START PAGE EXTRACT

Until Europa's External Borders are severely protected using all measures, individual nations, mainly in Eastern and Balkan areas must take their own measures to protect not only their nations, but the Continent as a whole.

Should we have a repeat performance this Summer like last Summer, then International Law will have to go out of the window.


----------



## Lucy Hamilton (May 31, 2016)

montelatici said:


> Lucy Hamilton said:
> 
> 
> > frigidweirdo said:
> ...



It wasn't that Greece wasn't allowed, it's that Greece didn't do anything at all. The Greeks have been slack from day one, now the Macedonians are doing the job at the Macedonia-Greek border that the Greeks should have been doing themselves.


----------



## montelatici (May 31, 2016)

Greeks were prohibited returning or stopping the migrants from entering Greece and risked EU sanctions had they done so until the agreement with Turkey was signed.  Even that agreement runs counter to international law according to the UN and will probably be deemed illegal like the Naru agreement Australia has.


----------



## Tilly (May 31, 2016)

END PAGE EXTRACT

• **TASKS TO CARRY OUT**:
1. In the forum thread on European border control, what did montelatici say the Greeks risked if they had returned or stopped the migrants before the agreement with Turkey was signed?
2. List every forum username that appears in the thread on European border control.
3. Translate this sentence from the forum thread into Spanish: "Should we have a repeat performance this Summer like last Summer, then International Law will have to go out of the window."

START ENTRIES SHOWN

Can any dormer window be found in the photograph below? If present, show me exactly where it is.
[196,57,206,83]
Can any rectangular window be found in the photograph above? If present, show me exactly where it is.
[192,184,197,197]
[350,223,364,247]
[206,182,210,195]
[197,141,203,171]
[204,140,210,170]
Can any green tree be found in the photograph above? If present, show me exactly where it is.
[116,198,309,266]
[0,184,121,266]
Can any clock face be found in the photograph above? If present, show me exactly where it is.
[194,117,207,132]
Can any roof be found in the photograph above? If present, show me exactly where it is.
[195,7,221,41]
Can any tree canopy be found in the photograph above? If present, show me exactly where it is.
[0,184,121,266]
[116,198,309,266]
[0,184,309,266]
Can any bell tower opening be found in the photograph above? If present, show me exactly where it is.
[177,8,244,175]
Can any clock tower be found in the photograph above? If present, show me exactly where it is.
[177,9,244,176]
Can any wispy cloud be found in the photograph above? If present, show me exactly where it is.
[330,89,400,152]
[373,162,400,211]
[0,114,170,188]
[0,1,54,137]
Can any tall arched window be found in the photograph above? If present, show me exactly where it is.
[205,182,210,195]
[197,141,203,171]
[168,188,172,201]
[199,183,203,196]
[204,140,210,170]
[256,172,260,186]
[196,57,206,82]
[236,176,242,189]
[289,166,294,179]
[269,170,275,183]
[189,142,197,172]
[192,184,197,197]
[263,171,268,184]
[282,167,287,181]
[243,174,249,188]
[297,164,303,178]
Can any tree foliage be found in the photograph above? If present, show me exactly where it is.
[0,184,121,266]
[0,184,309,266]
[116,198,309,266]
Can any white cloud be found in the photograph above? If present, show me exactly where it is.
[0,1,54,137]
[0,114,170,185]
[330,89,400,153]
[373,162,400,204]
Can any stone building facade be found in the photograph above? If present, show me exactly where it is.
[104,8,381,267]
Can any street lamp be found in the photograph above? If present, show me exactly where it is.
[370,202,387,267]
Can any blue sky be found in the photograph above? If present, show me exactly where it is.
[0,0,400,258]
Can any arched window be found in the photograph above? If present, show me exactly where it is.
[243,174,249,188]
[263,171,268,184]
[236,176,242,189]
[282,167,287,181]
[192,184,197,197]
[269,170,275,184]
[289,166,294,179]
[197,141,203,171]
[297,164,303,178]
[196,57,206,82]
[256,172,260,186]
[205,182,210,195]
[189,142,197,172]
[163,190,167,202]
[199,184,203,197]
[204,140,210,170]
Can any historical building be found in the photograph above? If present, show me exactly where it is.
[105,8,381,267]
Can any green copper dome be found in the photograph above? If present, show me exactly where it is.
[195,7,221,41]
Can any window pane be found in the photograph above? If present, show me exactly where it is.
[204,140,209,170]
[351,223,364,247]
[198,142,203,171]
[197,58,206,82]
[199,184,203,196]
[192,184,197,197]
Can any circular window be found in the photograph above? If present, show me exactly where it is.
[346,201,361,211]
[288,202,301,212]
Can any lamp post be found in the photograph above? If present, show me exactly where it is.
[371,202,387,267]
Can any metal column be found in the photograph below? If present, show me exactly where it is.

END ENTRIES SHOWN

• **ANSWERS FOR THE TASKS**:
1. EU sanctions.

2. Lucy Hamilton, montelatici, frigidweirdo, Tilly

3. Si este verano se repite lo del verano pasado, entonces habrá que tirar por la borda el derecho internacional.